[COMPITO SCRITTO 1]:
Aggiorni il brano sul tiglio di piazza Fontana: riscriva la parte che inizia con "Con chi rischia" e termina con "Pace 2025 (www.rudyz.net/dialoghi).", sostituendo "strade" con "vie".
[COMPITO SCRITTO 2]:
Stabilisca se ciascuna delle affermazioni seguenti concorda con il brano sul tiglio di piazza Fontana, rispondendo sì o no e citando le parole del brano che lo determinano. (a) Il tiglio cresce al centro di piazza Fontana. (b) L'incisione si trova sulla lapide di un cippo a forma di sfera. (c) L'iniziativa si è svolta come anteprima a due edizioni milanesi dei Dialoghi di Pace 2025.

[BRANO SCELTO]:
Con chi rischia la propria vita per assicurarla all’Umanità intera
Portare per strade e piazze parole di Pace e l’urgenza di una comune fratellanza dell’intera Umanità nel custodire la Casa Comune che tutti abitiamo.
Questo, in continuità con Francesco, ci esorta a fare papa Leone, e questo si è fatto: come anteprima a due edizioni milanesi dei Dialoghi di Pace 2025 (www.rudyz.net/dialoghi).
Sotto un tiglio che cresce isolato in un’aiuola periferica di piazza Fontana, quasi fuori posto, fisicamente presente ma con l’aria di essere rivolto altrove ed a disagio in un luogo accanto al quale la vita scorre frenetica, fra l’andirivieni dei tram sferraglianti, l’impazienza degli automobilisti, le moto che zigzagano veloci…
Anche i passanti - lavoratori frettolosi o turisti dagli occhi rivolti in alto: alla Madonnina del Duomo che già si intravede - si ha l’impressione che con lo sguardo lo attraversino senza nemmeno notarlo, quasi fosse trasparente.
Ed invece, la presenza nobile e silenziosa di questo monumento vivente richiama ad una sosta ed un pensiero, suggeriti dall’incisione sulla lapide nel vicino cippo a forma di strana sfera:
“Questo tiglio vive per ricordarvi Chico Mendes e i popoli d’Amazzonia che hanno difeso e difendono la grande foresta e questa nostra piccola terra”.

Estratti di dati di puntamento:

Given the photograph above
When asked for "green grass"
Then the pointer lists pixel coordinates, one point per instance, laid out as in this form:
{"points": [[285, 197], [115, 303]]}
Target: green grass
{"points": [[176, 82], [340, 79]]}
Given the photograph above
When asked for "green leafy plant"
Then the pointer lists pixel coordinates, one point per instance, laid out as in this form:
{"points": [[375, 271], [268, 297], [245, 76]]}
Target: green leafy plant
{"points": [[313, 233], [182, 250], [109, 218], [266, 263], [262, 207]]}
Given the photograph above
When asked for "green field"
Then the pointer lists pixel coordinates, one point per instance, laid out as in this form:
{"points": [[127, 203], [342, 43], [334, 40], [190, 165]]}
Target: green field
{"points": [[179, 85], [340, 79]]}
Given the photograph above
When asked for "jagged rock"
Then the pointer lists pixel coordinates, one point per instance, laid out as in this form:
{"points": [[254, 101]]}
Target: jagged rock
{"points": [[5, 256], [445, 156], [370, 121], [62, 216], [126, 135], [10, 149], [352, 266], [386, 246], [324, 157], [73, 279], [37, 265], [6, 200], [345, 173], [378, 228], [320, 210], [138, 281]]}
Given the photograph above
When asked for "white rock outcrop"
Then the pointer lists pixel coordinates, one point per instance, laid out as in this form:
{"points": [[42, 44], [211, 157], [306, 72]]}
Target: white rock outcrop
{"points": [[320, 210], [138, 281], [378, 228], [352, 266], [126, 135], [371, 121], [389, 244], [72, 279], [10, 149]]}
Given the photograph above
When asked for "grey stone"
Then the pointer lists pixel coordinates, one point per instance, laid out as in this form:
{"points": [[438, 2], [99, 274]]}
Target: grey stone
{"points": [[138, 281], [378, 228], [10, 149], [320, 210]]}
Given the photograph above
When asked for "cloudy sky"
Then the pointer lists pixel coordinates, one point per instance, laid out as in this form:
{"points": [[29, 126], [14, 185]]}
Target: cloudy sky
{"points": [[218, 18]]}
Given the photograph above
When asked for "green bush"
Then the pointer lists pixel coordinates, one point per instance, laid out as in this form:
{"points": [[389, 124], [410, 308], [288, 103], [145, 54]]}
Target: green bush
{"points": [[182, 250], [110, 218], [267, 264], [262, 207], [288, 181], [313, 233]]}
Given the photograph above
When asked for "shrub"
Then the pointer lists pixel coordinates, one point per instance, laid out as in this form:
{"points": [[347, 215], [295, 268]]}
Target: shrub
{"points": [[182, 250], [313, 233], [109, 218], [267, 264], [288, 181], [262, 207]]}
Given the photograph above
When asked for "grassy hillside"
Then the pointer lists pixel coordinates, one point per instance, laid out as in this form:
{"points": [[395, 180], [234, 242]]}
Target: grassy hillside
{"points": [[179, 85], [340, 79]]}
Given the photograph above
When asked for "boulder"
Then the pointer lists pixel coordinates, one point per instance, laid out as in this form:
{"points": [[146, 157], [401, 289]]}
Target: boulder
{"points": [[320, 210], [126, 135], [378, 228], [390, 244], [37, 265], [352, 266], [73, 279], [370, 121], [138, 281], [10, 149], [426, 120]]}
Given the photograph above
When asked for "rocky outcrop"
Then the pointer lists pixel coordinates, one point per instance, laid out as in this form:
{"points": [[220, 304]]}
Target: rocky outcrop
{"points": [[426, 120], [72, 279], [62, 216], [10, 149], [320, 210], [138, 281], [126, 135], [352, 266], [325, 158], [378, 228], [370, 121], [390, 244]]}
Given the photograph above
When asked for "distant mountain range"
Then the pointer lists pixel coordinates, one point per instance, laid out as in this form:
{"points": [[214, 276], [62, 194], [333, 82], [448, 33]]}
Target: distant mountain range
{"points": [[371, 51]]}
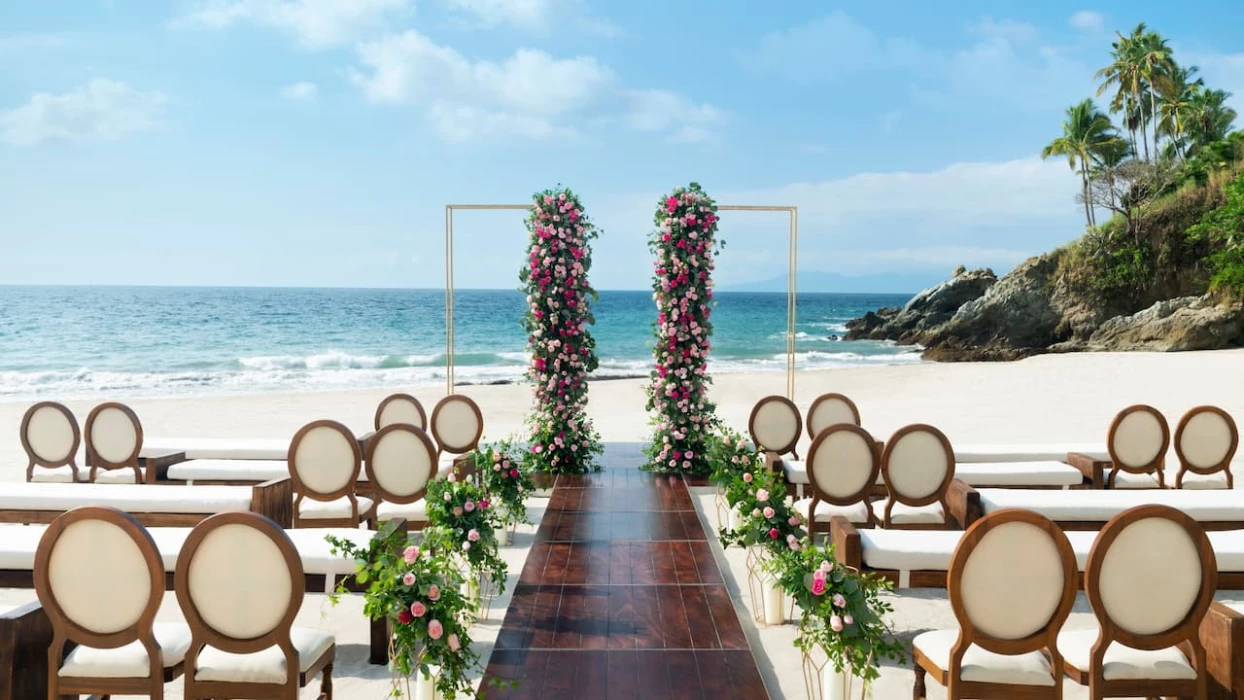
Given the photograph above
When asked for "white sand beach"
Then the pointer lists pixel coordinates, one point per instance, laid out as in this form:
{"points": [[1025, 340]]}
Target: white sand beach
{"points": [[1044, 399]]}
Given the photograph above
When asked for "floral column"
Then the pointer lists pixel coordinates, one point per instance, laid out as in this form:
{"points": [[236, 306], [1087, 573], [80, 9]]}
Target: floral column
{"points": [[562, 348], [684, 245]]}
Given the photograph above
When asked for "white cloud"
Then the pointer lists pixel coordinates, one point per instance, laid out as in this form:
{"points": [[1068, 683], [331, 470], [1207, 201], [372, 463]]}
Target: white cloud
{"points": [[316, 24], [528, 95], [300, 91], [1087, 21], [102, 110]]}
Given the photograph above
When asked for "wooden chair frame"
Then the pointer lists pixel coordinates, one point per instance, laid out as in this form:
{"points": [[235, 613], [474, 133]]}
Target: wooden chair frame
{"points": [[35, 459], [820, 494], [302, 491], [1044, 639], [1155, 466], [1184, 634], [203, 634], [65, 629], [92, 455], [383, 494], [938, 496], [1224, 465]]}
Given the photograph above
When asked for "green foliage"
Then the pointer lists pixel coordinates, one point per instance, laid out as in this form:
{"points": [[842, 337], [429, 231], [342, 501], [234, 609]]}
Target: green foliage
{"points": [[841, 611]]}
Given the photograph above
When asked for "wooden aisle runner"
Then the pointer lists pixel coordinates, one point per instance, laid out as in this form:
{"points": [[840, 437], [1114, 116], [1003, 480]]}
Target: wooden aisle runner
{"points": [[621, 597]]}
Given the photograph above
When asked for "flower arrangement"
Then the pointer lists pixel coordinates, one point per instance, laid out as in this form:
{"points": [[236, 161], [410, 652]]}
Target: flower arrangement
{"points": [[842, 611], [467, 525], [506, 480], [562, 348], [686, 248], [418, 589]]}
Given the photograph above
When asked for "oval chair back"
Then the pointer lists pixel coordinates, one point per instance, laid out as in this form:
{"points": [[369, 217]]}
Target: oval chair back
{"points": [[458, 425], [401, 409], [842, 468], [325, 461], [831, 409], [51, 438], [1206, 442], [240, 583], [1011, 586], [101, 580], [1137, 442], [401, 461], [775, 425], [113, 439], [918, 468], [1150, 578]]}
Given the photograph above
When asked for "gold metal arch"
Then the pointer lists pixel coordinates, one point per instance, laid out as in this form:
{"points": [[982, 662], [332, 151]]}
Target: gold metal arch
{"points": [[791, 260]]}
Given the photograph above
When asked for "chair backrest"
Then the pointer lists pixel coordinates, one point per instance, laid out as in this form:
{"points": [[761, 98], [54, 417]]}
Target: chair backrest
{"points": [[1011, 584], [50, 435], [457, 424], [401, 409], [239, 582], [775, 425], [917, 465], [1137, 440], [1150, 578], [830, 409], [101, 580], [113, 438], [842, 466], [325, 460], [401, 460], [1206, 442]]}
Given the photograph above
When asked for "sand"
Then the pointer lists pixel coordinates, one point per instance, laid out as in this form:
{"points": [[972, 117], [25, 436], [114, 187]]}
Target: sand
{"points": [[1043, 399]]}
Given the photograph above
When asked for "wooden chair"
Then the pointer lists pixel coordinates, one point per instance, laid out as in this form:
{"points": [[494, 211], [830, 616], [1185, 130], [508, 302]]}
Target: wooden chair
{"points": [[325, 461], [1137, 443], [1011, 586], [113, 439], [401, 460], [1206, 442], [401, 409], [51, 438], [918, 468], [457, 425], [240, 583], [842, 466], [101, 580], [830, 409], [1150, 578]]}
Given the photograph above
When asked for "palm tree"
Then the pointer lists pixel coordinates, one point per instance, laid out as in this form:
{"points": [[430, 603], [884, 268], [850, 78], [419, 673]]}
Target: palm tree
{"points": [[1178, 91], [1086, 132]]}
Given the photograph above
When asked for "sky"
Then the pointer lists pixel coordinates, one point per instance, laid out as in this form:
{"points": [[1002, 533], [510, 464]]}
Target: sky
{"points": [[316, 142]]}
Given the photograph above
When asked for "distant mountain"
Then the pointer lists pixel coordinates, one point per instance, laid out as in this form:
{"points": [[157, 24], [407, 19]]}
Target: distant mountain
{"points": [[815, 281]]}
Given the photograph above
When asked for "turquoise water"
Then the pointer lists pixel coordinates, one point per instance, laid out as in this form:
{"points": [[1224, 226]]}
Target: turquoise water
{"points": [[82, 342]]}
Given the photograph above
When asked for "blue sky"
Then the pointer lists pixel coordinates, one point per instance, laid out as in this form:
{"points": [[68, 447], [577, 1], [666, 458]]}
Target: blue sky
{"points": [[316, 142]]}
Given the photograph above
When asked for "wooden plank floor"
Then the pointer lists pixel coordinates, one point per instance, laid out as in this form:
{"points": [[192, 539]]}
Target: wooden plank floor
{"points": [[621, 597]]}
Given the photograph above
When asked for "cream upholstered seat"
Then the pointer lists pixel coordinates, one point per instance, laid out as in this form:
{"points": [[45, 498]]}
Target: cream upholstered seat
{"points": [[1206, 442], [240, 583], [401, 461], [324, 461], [842, 468], [917, 466], [1150, 580], [101, 580], [50, 435], [1011, 586], [1137, 443]]}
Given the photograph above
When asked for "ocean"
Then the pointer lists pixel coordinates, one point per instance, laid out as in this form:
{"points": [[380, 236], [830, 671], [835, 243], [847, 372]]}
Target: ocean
{"points": [[93, 342]]}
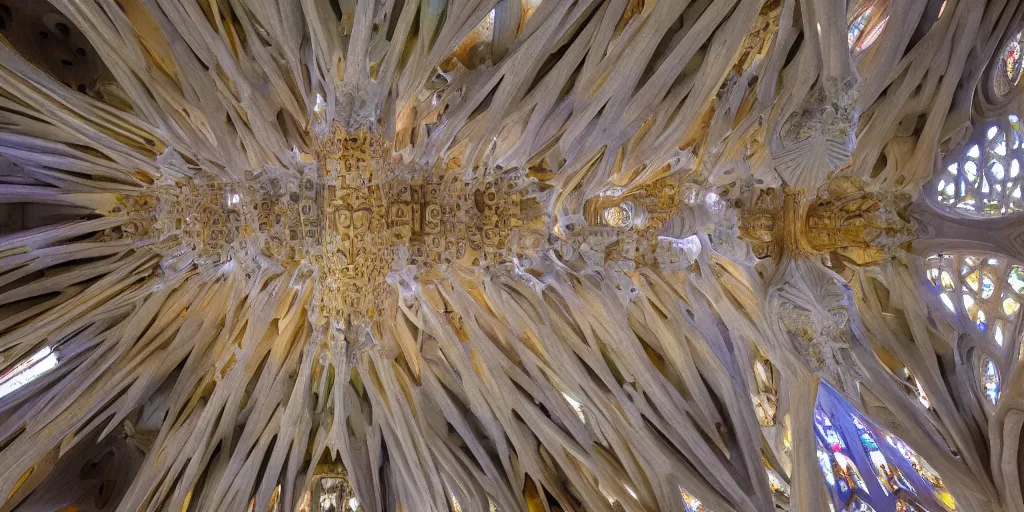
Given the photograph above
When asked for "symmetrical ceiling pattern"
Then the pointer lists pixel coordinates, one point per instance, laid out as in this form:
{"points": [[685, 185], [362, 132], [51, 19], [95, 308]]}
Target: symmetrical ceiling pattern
{"points": [[504, 255]]}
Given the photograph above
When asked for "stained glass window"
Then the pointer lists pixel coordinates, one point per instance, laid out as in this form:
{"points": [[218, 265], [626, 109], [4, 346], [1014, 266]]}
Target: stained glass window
{"points": [[867, 23], [985, 179], [902, 479], [27, 371], [987, 292], [857, 27], [824, 426], [1012, 59]]}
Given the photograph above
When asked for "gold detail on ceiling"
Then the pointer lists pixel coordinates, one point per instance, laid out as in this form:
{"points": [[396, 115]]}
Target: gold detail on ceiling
{"points": [[844, 219]]}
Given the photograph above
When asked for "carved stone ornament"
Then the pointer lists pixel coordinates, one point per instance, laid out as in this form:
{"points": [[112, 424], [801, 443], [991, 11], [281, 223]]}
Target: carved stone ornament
{"points": [[809, 307], [845, 220], [818, 138]]}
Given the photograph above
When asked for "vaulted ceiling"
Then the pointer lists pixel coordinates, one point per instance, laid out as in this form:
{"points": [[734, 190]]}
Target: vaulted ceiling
{"points": [[471, 255]]}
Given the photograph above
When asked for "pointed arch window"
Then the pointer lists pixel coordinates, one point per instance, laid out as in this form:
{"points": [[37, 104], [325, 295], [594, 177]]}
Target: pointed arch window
{"points": [[1007, 68], [984, 292], [985, 179]]}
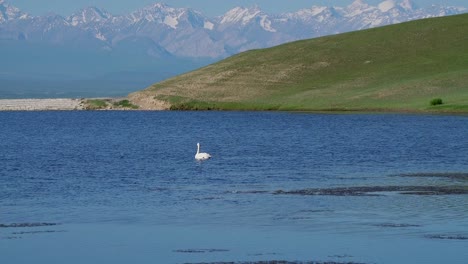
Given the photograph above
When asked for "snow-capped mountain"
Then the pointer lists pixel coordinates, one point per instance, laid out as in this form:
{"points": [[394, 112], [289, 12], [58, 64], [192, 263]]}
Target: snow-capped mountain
{"points": [[9, 12], [159, 29]]}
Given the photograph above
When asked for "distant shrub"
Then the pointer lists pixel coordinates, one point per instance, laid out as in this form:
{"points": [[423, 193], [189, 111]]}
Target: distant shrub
{"points": [[125, 104], [95, 104], [436, 101]]}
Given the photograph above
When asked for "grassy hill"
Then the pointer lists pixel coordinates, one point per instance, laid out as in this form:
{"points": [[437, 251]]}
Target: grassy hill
{"points": [[393, 68]]}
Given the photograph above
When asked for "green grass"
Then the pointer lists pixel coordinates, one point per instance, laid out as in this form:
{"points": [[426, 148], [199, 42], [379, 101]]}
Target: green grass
{"points": [[394, 68], [95, 104], [125, 104]]}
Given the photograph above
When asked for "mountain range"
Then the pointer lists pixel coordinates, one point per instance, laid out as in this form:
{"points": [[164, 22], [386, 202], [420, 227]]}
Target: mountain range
{"points": [[158, 35]]}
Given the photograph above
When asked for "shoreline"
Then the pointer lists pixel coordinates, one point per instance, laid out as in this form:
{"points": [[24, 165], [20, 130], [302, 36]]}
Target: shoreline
{"points": [[55, 104], [75, 104]]}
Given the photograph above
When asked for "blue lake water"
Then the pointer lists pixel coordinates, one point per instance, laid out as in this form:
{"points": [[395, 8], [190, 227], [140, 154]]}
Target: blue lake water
{"points": [[124, 187]]}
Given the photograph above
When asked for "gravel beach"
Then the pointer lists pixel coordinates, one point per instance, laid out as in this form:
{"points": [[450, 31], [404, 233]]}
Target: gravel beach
{"points": [[40, 104]]}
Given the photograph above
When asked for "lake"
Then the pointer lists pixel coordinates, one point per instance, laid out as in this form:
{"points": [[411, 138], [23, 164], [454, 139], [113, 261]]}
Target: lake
{"points": [[124, 187]]}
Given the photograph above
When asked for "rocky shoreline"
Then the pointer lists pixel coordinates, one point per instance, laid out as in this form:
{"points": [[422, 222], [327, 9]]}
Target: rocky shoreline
{"points": [[41, 104]]}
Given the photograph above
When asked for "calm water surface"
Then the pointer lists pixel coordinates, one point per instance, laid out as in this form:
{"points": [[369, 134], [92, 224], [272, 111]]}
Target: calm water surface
{"points": [[123, 187]]}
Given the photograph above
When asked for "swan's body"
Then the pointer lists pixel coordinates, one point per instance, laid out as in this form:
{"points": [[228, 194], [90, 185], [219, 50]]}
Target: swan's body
{"points": [[201, 156]]}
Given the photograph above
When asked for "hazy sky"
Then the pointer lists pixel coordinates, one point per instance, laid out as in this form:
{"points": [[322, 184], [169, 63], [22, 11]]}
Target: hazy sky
{"points": [[207, 7]]}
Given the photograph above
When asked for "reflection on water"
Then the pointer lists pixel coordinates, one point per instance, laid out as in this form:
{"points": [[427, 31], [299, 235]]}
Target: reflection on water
{"points": [[123, 187]]}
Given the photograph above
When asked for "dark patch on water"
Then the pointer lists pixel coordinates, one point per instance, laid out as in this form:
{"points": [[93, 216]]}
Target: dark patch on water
{"points": [[450, 175], [38, 232], [395, 225], [447, 237], [378, 190], [16, 225], [278, 262], [12, 237], [198, 250]]}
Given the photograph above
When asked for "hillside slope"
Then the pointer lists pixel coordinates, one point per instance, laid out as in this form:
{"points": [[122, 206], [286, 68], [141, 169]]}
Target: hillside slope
{"points": [[399, 68]]}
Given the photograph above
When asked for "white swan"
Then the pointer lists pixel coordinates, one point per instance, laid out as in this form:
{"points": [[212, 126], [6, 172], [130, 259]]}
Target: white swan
{"points": [[201, 156]]}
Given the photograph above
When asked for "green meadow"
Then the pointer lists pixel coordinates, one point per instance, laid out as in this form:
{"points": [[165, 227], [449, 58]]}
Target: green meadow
{"points": [[401, 67]]}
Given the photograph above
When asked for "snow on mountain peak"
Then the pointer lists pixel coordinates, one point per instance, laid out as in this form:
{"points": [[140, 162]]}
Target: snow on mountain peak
{"points": [[9, 12], [358, 7], [240, 14], [89, 15]]}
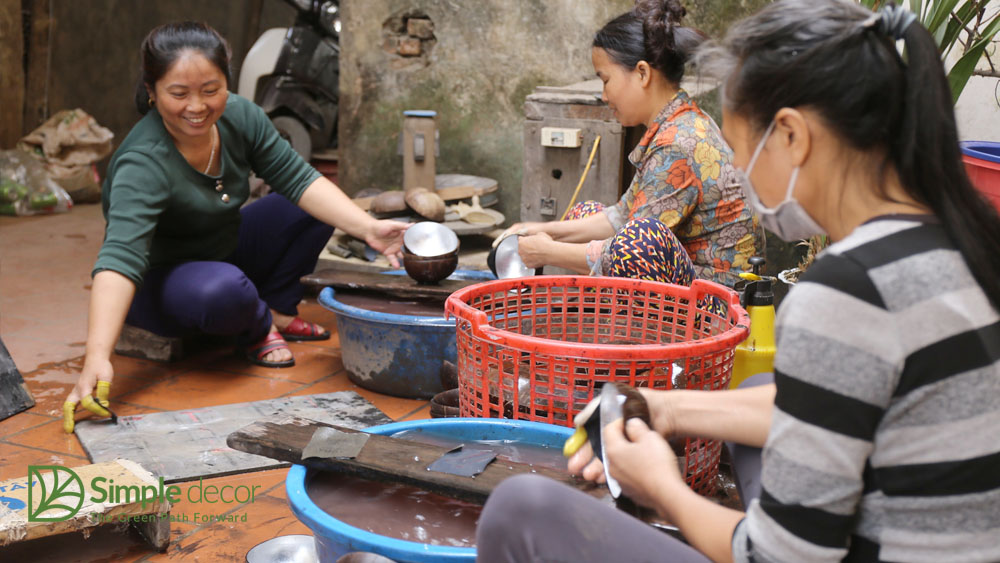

[SOLUZIONE SVOLTA 1]:
Con chi rischia la propria vita per assicurarla all’Umanità intera
Portare per vie e piazze parole di Pace e l’urgenza di una comune fratellanza dell’intera Umanità nel custodire la Casa Comune che tutti abitiamo.
Questo, in continuità con Francesco, ci esorta a fare papa Leone, e questo si è fatto: come anteprima a due edizioni milanesi dei Dialoghi di Pace 2025 (www.rudyz.net/dialoghi).

[SOLUZIONE SVOLTA 2]:
(a) No: "in un’aiuola periferica di piazza Fontana".
(b) Sì: "sulla lapide nel vicino cippo a forma di strana sfera".
(c) Sì: "come anteprima a due edizioni milanesi dei Dialoghi di Pace 2025".